* **THE PROBLEM**
Write out the whole listing, matching it exactly.

(Entries from a pointing dataset)
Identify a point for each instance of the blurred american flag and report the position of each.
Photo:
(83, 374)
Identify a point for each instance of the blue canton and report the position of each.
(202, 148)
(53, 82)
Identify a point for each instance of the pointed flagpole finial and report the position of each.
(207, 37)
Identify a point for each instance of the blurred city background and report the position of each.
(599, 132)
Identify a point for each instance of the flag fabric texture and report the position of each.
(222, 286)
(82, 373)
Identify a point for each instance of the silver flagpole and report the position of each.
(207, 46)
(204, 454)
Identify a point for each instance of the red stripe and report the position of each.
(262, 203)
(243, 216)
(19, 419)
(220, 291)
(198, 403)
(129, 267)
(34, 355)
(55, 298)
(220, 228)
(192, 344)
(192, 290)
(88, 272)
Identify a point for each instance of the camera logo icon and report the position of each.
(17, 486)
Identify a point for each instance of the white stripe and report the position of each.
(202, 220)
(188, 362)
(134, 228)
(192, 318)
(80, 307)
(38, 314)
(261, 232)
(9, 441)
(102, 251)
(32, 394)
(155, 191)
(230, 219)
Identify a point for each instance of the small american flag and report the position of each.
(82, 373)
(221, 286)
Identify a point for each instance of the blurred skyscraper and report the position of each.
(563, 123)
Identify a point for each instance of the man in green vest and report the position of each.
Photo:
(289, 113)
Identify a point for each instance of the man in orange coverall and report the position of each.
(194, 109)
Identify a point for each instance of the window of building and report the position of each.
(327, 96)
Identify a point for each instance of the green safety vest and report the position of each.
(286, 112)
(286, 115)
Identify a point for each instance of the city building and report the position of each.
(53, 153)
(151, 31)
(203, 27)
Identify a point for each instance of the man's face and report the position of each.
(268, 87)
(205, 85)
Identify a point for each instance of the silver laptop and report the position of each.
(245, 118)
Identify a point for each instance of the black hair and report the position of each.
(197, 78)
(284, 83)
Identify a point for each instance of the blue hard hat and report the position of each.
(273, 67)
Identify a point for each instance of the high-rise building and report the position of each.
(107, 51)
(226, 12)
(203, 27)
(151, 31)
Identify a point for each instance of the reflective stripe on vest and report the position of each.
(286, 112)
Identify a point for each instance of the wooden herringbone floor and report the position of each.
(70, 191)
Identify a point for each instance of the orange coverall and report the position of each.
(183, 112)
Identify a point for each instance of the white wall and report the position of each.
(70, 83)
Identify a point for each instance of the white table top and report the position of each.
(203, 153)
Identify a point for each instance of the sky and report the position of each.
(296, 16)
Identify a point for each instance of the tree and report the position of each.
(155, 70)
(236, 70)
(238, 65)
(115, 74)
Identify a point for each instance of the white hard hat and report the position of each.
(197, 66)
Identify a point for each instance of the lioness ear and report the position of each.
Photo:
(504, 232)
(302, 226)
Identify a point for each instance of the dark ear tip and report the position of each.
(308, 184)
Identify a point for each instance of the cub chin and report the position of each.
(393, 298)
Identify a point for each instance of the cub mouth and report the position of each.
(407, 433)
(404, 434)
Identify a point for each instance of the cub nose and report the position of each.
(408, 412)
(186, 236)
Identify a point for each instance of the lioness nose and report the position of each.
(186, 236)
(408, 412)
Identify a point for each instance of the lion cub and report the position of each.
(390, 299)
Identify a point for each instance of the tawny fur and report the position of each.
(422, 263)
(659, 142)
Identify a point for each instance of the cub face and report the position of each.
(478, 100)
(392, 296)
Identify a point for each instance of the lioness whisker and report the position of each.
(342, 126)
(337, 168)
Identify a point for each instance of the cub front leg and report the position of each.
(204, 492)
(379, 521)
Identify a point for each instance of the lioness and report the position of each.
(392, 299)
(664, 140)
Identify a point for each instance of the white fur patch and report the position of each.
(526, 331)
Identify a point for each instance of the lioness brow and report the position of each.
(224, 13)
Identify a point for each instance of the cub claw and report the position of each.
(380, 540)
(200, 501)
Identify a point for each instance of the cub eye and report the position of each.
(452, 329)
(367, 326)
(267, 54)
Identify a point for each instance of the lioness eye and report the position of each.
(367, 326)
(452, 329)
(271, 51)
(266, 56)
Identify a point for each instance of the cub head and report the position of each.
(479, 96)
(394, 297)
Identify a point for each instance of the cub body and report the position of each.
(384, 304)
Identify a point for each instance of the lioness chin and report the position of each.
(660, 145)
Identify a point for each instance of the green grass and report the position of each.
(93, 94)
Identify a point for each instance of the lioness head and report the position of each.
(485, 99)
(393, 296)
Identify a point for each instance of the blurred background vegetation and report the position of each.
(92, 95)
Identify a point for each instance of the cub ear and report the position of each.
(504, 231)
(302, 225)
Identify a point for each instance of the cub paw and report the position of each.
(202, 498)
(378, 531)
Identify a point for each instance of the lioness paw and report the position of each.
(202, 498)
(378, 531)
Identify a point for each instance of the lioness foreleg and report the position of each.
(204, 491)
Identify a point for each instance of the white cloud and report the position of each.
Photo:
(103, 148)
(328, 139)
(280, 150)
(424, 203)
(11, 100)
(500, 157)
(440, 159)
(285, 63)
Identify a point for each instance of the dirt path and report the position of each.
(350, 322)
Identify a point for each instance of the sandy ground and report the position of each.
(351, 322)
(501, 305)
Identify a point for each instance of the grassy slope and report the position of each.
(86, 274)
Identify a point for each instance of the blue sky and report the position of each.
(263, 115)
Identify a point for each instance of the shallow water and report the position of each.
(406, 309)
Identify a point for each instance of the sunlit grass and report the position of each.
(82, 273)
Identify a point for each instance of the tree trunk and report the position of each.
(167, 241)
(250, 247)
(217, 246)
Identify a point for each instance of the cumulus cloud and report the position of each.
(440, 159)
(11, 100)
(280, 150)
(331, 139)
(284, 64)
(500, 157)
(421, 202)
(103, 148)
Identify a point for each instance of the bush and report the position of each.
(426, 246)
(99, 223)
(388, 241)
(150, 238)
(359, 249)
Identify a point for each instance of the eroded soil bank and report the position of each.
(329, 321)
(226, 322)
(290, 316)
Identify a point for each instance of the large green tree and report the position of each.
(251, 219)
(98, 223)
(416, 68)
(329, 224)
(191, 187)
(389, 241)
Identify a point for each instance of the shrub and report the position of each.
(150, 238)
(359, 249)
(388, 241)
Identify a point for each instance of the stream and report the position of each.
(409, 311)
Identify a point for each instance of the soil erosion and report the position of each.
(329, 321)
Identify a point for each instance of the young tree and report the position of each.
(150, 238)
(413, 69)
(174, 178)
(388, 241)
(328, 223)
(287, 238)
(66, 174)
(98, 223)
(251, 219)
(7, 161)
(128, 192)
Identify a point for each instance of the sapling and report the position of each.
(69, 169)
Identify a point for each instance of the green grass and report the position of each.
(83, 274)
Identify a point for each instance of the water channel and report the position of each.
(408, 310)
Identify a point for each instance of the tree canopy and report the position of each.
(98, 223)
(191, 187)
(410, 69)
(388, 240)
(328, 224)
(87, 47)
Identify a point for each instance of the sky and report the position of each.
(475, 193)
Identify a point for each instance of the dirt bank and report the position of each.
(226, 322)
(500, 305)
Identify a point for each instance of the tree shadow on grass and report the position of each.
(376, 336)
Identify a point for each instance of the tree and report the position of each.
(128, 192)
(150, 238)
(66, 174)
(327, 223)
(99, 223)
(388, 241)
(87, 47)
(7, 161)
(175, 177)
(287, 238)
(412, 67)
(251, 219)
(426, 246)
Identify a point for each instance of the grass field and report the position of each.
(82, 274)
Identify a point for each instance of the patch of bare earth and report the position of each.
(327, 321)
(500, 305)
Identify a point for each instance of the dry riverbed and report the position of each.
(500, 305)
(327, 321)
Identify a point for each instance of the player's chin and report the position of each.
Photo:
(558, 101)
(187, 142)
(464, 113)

* **OUTPUT FOR THIS TASK**
Identify a point for each instance of the blurred american flag and report the position of each.
Photo:
(83, 374)
Identify a point for each instance of the blue canton and report the position of each.
(202, 148)
(53, 82)
Identify a point for each instance of the pointed flagpole finial and report the position of each.
(207, 37)
Identify a point for each instance of the blurred city background and report the position of each.
(599, 132)
Identify a point for each instance of the flag fabric texture and report the position of each.
(222, 286)
(82, 373)
Identify a point for each instance of the silver flagpole and report the position of each.
(207, 46)
(204, 454)
Identify a point for each instance of the red stripe and report the position of each.
(262, 203)
(243, 216)
(19, 419)
(220, 291)
(198, 403)
(129, 267)
(34, 355)
(55, 298)
(220, 228)
(192, 344)
(192, 290)
(88, 272)
Identify a point for each instance of the camera logo icon and report the position of each.
(17, 486)
Identify a point for each instance of the white stripe and report the position of each.
(202, 220)
(188, 362)
(134, 228)
(192, 318)
(80, 307)
(38, 314)
(261, 232)
(9, 441)
(102, 251)
(32, 394)
(155, 191)
(230, 219)
Identify a point for each instance of the small american flag and report the position of each.
(82, 373)
(221, 286)
Identify a point for each instance of the blurred skyscraper and report the position of each.
(563, 123)
Identify a point for each instance of the man in green vest and report the position of each.
Photo:
(289, 113)
Identify a point for each instance of the man in orange coverall and report the position of each.
(194, 109)
Identify a point for each instance of the window of building and report the position of each.
(327, 96)
Identify a point for each instance of the green safety vest and report the position of each.
(286, 112)
(286, 115)
Identify a point for each instance of the city building and report the position of each.
(53, 153)
(151, 31)
(203, 27)
Identify a point for each instance of the man's face and report the position of each.
(268, 87)
(205, 85)
Identify a point for each instance of the silver laptop and report the position of each.
(245, 118)
Identify a point for each instance of the black hair and report the position of each.
(197, 78)
(284, 83)
Identify a point for each instance of the blue hard hat and report the position of each.
(273, 67)
Identify a point for each instance of the high-rise building and report the position of each.
(107, 51)
(226, 12)
(203, 27)
(151, 31)
Identify a point for each instance of the reflective stripe on vest and report the position of each.
(286, 112)
Identify a point for each instance of the wooden herringbone floor and report the position of each.
(70, 191)
Identify a point for each instance of the orange coverall and report the position of each.
(183, 112)
Identify a point for each instance of the white wall and report the position of each.
(70, 83)
Identify a point for each instance of the white table top and report the position of each.
(203, 153)
Identify a point for each instance of the sky and report the position of each.
(296, 16)
Identify a point for each instance of the tree and report the position of each.
(155, 70)
(236, 70)
(238, 65)
(115, 74)
Identify a point for each instance of the white hard hat and report the position of each.
(197, 66)
Identify a point for each instance of the lioness ear and report the position of each.
Photo:
(504, 232)
(302, 226)
Identify a point for each instance of the dark ear tip and report the position of each.
(308, 184)
Identify a point for each instance of the cub chin and report the position of each.
(393, 298)
Identify a point for each instance of the cub mouth and report the position of each.
(407, 433)
(404, 434)
Identify a point for each instance of the cub nose and report the position of each.
(408, 412)
(186, 236)
Identify a point for each instance of the lioness nose and report the position of each.
(186, 236)
(408, 412)
Identify a point for each instance of the lion cub and report the position of each.
(390, 299)
Identify a point for each instance of the tawny fur and report the position of each.
(422, 263)
(659, 142)
Identify a point for each instance of the cub face and report the position of each.
(478, 100)
(392, 296)
Identify a point for each instance of the lioness whisker and report the position of each.
(342, 126)
(337, 168)
Identify a point for each instance of the cub front leg and report the position of each.
(204, 492)
(379, 521)
Identify a point for each instance of the lioness and report the position of each.
(392, 299)
(664, 140)
Identify a point for each instance of the white fur patch and report the position of each.
(526, 331)
Identify a point for each instance of the lioness brow and report the position of each.
(224, 13)
Identify a point for each instance of the cub claw and report the position of each.
(380, 540)
(200, 501)
Identify a point for each instance of the cub eye and report the position of each.
(452, 329)
(367, 326)
(267, 54)
Identify a point for each instance of the lioness eye and report the position of each.
(367, 326)
(452, 329)
(271, 51)
(266, 56)
Identify a point for each instance of the cub head and report the position of each.
(479, 96)
(394, 297)
Identify a point for each instance of the cub body and report the position of each.
(384, 304)
Identify a point for each instance of the lioness chin and report the position of each.
(660, 145)
Identify a point for each instance of the green grass and report the position of each.
(93, 94)
Identify a point for each instance of the lioness head and report the position of each.
(485, 99)
(393, 296)
Identify a point for each instance of the blurred background vegetation and report the position of each.
(92, 95)
Identify a point for each instance of the cub ear and report the position of each.
(504, 231)
(302, 225)
Identify a point for each instance of the cub paw and report the position of each.
(202, 498)
(378, 531)
Identify a point for each instance of the lioness paw and report the position of each.
(202, 498)
(378, 531)
Identify a point for each instance of the lioness foreleg and report the position of each.
(204, 491)
Identify a point for each instance of the white cloud and report the position of each.
Photo:
(103, 148)
(328, 139)
(280, 150)
(424, 203)
(11, 100)
(500, 157)
(440, 159)
(285, 63)
Identify a point for each instance of the dirt path and report the position of each.
(350, 322)
Identify a point for each instance of the sandy ground and report the position of each.
(351, 322)
(501, 305)
Identify a point for each instance of the grassy slope and report the position of each.
(86, 274)
Identify a point for each instance of the blue sky and report the position of each.
(263, 115)
Identify a point for each instance of the shallow water and report the position of each.
(406, 309)
Identify a point for each instance of the sunlit grass and report the position of each.
(82, 273)
Identify a point for each instance of the tree trunk and report the position of each.
(167, 241)
(250, 247)
(217, 246)
Identify a point for each instance of the cumulus cloud and report the position of each.
(440, 159)
(11, 100)
(280, 150)
(331, 139)
(284, 64)
(500, 157)
(421, 202)
(103, 148)
Identify a point for each instance of the bush and report the position of each.
(426, 246)
(99, 223)
(388, 241)
(150, 238)
(359, 249)
Identify a point for each instance of the eroded soil bank and report the position of each.
(329, 321)
(226, 322)
(290, 316)
Identify a point for each instance of the large green tree and report the position of each.
(251, 219)
(98, 223)
(416, 68)
(329, 224)
(191, 187)
(389, 241)
Identify a point for each instance of the shrub and report the position of each.
(150, 238)
(359, 249)
(388, 241)
Identify a point for each instance of the stream and report the position of each.
(409, 311)
Identify a point for each instance of the soil erosion and report the position of each.
(329, 321)
Identify a point for each instance of the young tree and report the position of each.
(150, 238)
(413, 69)
(174, 178)
(388, 241)
(328, 223)
(287, 238)
(66, 174)
(98, 223)
(251, 219)
(7, 161)
(128, 192)
Identify a point for each instance of the sapling and report the position of each.
(69, 169)
Identify a point for each instance of the green grass and report the position of each.
(83, 274)
Identify a point for each instance of the water channel and report the position of each.
(408, 310)
Identify a point for each instance of the tree canopy and report the position of each.
(98, 223)
(191, 187)
(410, 69)
(388, 240)
(328, 224)
(87, 47)
Identify a point for each instance of the sky and report the position of each.
(475, 193)
Identify a point for each instance of the dirt bank and report the position of each.
(226, 322)
(500, 305)
Identify a point for each instance of the tree shadow on grass and report the position of each.
(376, 336)
Identify a point for each instance of the tree and report the position of each.
(128, 192)
(150, 238)
(66, 174)
(327, 223)
(99, 223)
(388, 241)
(87, 47)
(7, 161)
(175, 177)
(287, 238)
(412, 67)
(251, 219)
(426, 246)
Identify a point for each instance of the grass field and report the position of each.
(82, 274)
Identify a point for each instance of the patch of bare earth and report the position of each.
(327, 321)
(500, 305)
Identify a point for each instance of the dry riverbed and report the position of each.
(500, 305)
(327, 321)
Identify a point for each instance of the player's chin and report the position of each.
Photo:
(558, 101)
(187, 142)
(464, 113)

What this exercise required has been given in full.